DIRECTIVES
**1)** Reproduce the glossary excerpt word for word, from start to finish.
**2)** Give back only the part of the entries that opens with the line containing "TARGET = fern" and runs through the end of the entries, with "fern" swapped for "bracken" and everything else left as it is. Leave the pictures out.

PAGE EXCERPT
▼
This network includes parks and reserves, backyards and gardens, waterways and wetlands, streets and transport corridors, pathways and greenways, squares and plazas, roof gardens and living walls, sports fields and cemeteries. Green infrastructure is the web of interrelated natural systems that underpin and are integrated into our urban fabric. - Green space
- An area of grass, trees, and other vegetation set apart for recreational or aesthetic purposes in an urban environment.
- Greener Places
- An urban green infrastructure policy for NSW, published by GANSW (2018) – refer to GANSW website.
- Grey infrastructure
- The human-engineered infrastructure for water resources such as water and wastewater treatment systems, piped drainage, and reservoirs.
h
- Healthy
- A building, place, or space that promotes positive social, emotional, mental and physical health for its people.
- Heritage conservation area or heritage precinct
- Areas listed on the NSW State Heritage Register or in a local environmental plan for their heritage significance. They may also contain individually listed heritage items.
- Heritage-led regeneration
- The social and economic improvement of places for people through the delivery of a heritage-focused project. This falls into three categories – area-based regeneration (for instance physical regeneration of a town centre, conservation area, or historic landscape), single building regeneration and heritage project regeneration (a socially beneficial project not involving physical regeneration, but based around a historic building).
- Heritage item
- A place, building, work, archaeological site or relic, garden or landscape, movable object or place of Aboriginal heritage significance, listed on the State Heritage Register or in a local environmental plan.
- High-performing green space / high-quality green space
- Multifunctional spaces designed to produce concurrent ecological, social, environmental, and economic benefits.
i
- Impact
- Long-term effects of change experienced by individuals and communities. Social, environmental, and economic impact is often referred to as the triple bottom line.
- Inclusive
- A building, place, or space that embraces the community and individuals who use it.
▲
LISTED ENTRIES
▼
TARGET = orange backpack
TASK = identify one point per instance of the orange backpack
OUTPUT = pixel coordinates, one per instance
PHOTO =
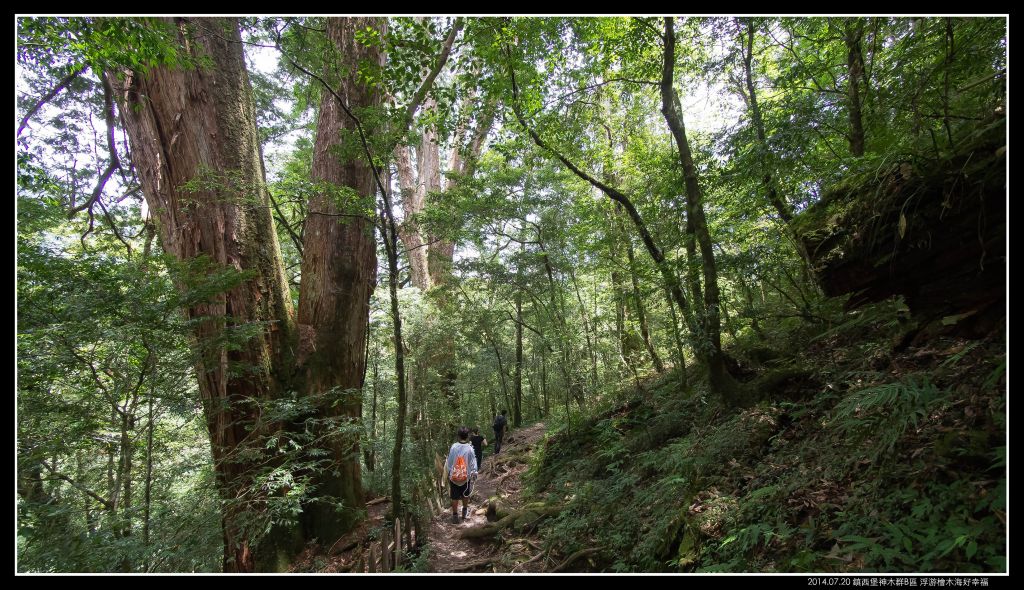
(460, 474)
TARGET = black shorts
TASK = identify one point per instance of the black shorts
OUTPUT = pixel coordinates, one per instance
(460, 492)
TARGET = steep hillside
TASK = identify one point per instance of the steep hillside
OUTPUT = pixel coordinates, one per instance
(873, 461)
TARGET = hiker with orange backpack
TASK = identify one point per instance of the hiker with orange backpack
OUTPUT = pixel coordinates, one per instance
(461, 469)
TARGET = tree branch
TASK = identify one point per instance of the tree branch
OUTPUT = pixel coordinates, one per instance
(67, 80)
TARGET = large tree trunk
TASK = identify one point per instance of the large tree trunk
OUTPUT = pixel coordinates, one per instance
(339, 271)
(198, 126)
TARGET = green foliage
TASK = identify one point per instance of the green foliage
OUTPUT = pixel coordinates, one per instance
(882, 414)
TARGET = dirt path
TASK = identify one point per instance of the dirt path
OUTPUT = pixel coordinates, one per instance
(501, 478)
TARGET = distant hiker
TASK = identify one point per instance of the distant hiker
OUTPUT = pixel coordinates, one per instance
(478, 443)
(461, 470)
(500, 423)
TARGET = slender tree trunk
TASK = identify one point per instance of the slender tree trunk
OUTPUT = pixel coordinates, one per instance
(641, 315)
(147, 494)
(194, 140)
(544, 383)
(721, 380)
(769, 182)
(680, 356)
(370, 454)
(854, 32)
(517, 399)
(339, 271)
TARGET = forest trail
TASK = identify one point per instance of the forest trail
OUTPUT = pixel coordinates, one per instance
(501, 478)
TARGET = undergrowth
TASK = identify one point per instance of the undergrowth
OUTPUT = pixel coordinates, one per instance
(895, 463)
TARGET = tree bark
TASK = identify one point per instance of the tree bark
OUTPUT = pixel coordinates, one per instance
(711, 338)
(641, 315)
(853, 34)
(198, 126)
(517, 397)
(339, 272)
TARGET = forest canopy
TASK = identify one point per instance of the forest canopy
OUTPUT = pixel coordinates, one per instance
(266, 266)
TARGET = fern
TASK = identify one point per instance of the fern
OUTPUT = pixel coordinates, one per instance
(883, 413)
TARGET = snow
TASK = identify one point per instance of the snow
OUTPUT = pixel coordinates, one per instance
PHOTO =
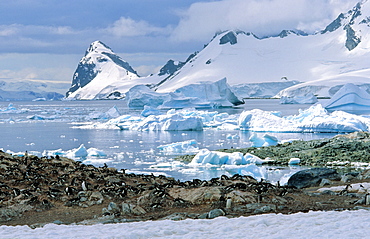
▲
PROBLEM SOLUTIONS
**1)**
This network includes parks and reserves, backyards and gardens, waterways and wetlands, streets and transport corridors, pathways and greenways, squares and plazas, roof gardens and living walls, sports fields and cemeteries. Green infrastructure is the web of interrelated natural systems that underpin and are integrated into our urban fabric. - Green space
- An area of grass, trees, and other vegetation set apart for recreational or aesthetic purposes in an urban environment.
- Greener Places
- An urban green infrastructure policy for NSW, published by GANSW (2018) – refer to GANSW website.
- Grey infrastructure
- The human-engineered infrastructure for water resources such as water and wastewater treatment systems, piped drainage, and reservoirs.
h
- Healthy
- A building, place, or space that promotes positive social, emotional, mental and physical health for its people.
- Heritage conservation area or heritage precinct
- Areas listed on the NSW State Heritage Register or in a local environmental plan for their heritage significance. They may also contain individually listed heritage items.
- Heritage-led regeneration
- The social and economic improvement of places for people through the delivery of a heritage-focused project. This falls into three categories – area-based regeneration (for instance physical regeneration of a town centre, conservation area, or historic landscape), single building regeneration and heritage project regeneration (a socially beneficial project not involving physical regeneration, but based around a historic building).
- Heritage item
- A place, building, work, archaeological site or relic, garden or landscape, movable object or place of Aboriginal heritage significance, listed on the State Heritage Register or in a local environmental plan.
- High-performing green space / high-quality green space
- Multifunctional spaces designed to produce concurrent ecological, social, environmental, and economic benefits.
i
- Impact
- Long-term effects of change experienced by individuals and communities. Social, environmental, and economic impact is often referred to as the triple bottom line.
- Inclusive
- A building, place, or space that embraces the community and individuals who use it.

**2)**
TARGET = bracken
TASK = identify one point per instance of the bracken
OUTPUT = pixel coordinates, one per instance
(883, 413)
TARGET = snow
TASK = identify one point per instance of the snow
OUTPUT = pixel coordinates, one per instance
PHOTO =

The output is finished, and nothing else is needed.